## [QUOTED PASSAGE]
If neither party gives notice of
non-concurrence in such extension, the Term
will be automatically extended for an
additional year, unless terminated sooner
in accordance with the provisions
hereof.
4.
Compensation. The Employer agrees to pay the Employee during the
Term
of this Agreement an annual base salary
equal to TWO HUNDRED AND TWENTY-FIVE
THOUSAND U.S. DOLLARS And ZERO CENTS
($225,000) with the salary to be reviewed
no less than annually during the Term of
this Agreement by the Board of
Directors or Compensation Committee of the
Employer. In the annual salary
review, the Board of Directors may
compensate the Employee for increases in the
market value of the Employee's duties and
responsibilities hereunder and may
provide for performance or merit increases.
The base salary of the Employee
shall not be decreased at any time during
the Term of this Agreement from the
amount then in effect, unless the Employee
otherwise agrees in writing. The
salary shall be payable to the Employee not
less frequently than monthly. All
payments and benefits in this Agreement
shall be subject to all applicable
federal, state and local withholding,
payroll and other taxes.
Participation in discretionary bonuses, retirement and other
employee
benefit plans and fringe benefits shall not
reduce the salary payable to the
Employee under this Section 4.
5.

## [REQUIRED WORK]
1. Answer these about the employment agreement excerpt:
(a) What annual base salary does the Employer agree to pay the Employee?
(b) How often, at minimum, must the salary be paid?
(c) What happens to the Term if neither party gives notice of non-concurrence in the extension?
2. Please reproduce the employment agreement excerpt word for word, starting with "The base salary" and going on through "and other taxes.".
3. Resume the employment agreement excerpt from where it stops, writing the section that follows.

## [PROVIDED INFORMATION]
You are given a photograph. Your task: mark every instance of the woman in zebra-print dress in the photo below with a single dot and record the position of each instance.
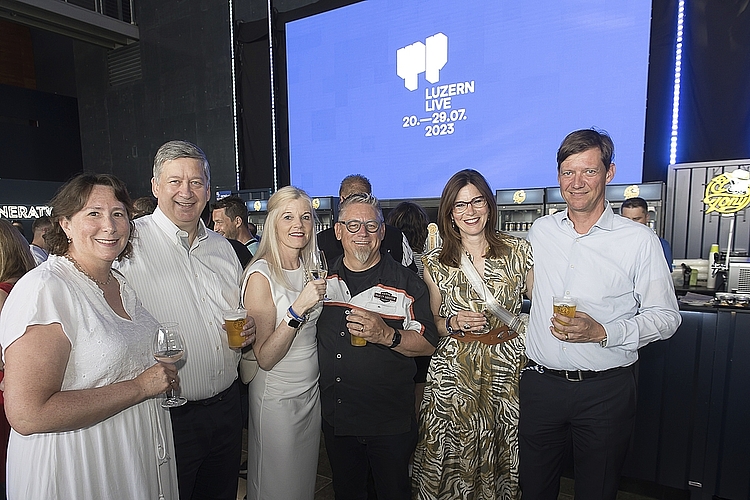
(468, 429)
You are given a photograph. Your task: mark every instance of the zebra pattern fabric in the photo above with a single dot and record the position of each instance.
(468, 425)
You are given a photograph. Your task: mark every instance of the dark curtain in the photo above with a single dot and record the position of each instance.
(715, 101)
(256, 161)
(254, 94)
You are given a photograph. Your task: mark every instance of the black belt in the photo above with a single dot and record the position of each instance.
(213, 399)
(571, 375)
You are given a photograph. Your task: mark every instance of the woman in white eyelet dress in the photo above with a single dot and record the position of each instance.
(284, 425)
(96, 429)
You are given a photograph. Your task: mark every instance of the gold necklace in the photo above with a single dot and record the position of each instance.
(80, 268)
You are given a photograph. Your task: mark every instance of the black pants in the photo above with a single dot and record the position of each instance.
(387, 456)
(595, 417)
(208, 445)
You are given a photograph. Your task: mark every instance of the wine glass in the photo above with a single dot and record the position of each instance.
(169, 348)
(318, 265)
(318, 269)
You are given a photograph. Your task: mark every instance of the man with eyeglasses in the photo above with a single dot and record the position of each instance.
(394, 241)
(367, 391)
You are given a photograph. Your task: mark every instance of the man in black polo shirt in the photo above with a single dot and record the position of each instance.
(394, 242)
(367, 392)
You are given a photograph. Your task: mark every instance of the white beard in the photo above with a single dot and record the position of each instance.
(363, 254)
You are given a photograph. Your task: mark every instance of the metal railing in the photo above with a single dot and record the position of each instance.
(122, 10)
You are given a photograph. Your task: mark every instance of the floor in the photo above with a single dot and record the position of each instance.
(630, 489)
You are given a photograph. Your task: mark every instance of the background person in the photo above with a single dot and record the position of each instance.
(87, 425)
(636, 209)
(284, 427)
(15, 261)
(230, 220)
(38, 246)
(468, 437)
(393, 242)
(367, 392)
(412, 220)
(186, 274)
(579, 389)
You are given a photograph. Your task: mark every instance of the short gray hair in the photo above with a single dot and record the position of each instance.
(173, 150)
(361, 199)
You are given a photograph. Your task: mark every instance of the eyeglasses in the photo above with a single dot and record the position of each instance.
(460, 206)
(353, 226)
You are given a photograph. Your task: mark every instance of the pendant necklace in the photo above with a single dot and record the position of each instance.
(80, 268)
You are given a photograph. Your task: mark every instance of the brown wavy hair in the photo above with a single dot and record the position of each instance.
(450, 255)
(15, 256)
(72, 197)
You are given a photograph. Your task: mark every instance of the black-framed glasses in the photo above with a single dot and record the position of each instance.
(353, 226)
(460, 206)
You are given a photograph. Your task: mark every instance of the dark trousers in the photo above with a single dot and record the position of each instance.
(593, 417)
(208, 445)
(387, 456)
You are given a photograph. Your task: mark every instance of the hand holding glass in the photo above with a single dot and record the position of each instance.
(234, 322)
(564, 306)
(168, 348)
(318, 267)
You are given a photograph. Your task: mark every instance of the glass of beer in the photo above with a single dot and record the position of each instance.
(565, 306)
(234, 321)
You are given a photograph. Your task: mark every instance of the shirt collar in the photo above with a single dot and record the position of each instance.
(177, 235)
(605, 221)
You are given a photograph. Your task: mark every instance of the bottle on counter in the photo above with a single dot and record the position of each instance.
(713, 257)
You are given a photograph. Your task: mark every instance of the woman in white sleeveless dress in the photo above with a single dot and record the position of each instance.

## [ANSWERS PROVIDED]
1.
(a) $225,000 (two hundred and twenty-five thousand U.S. dollars).
(b) Monthly.
(c) It is automatically extended for an additional year, unless terminated sooner under the agreement's provisions.

2.
The base salary of the Employee
shall not be decreased at any time during
the Term of this Agreement from the
amount then in effect, unless the Employee
otherwise agrees in writing. The
salary shall be payable to the Employee not
less frequently than monthly. All
payments and benefits in this Agreement
shall be subject to all applicable
federal, state and local withholding,
payroll and other taxes.

3.
Discretionary Bonuses. During the Term of this Agreement, the
Employee
may be entitled to receive an annual cash
bonus of up to 40% of the Employee's
then annual base salary, based on the
Employee's contribution to the
accomplishment of key annual corporate
objectives mutually determined by the
Employee and the Employer. The
determination of whether to pay a discretionary
bonus, and the amount of the bonus, if any,
shall be made by the Employer in its
sole and absolute discretion. During the
Term of this Agreement, the Employee
also may be entitled to participate in any
incentive compensation and bonus
programs authorized and declared by the
Board of Directors or Compensation
Committee of the Employer for the benefit
of the Employee. The determination of
whether the Employee is eligible to
participate in any such incentive
compensation and bonus programs, and the
amount of incentive compensation and
bonus paid, if any, shall be made solely by
the Employer. No other compensation
provided for in this Agreement shall be
deemed a substitute for the Employee's
right to participate in such incentive
compensation or bonus programs when and
as declared.
6.
Stock Option Grant; Participation in Stock Option, Retirement
and
Employee Benefit Plans; Fringe Benefits.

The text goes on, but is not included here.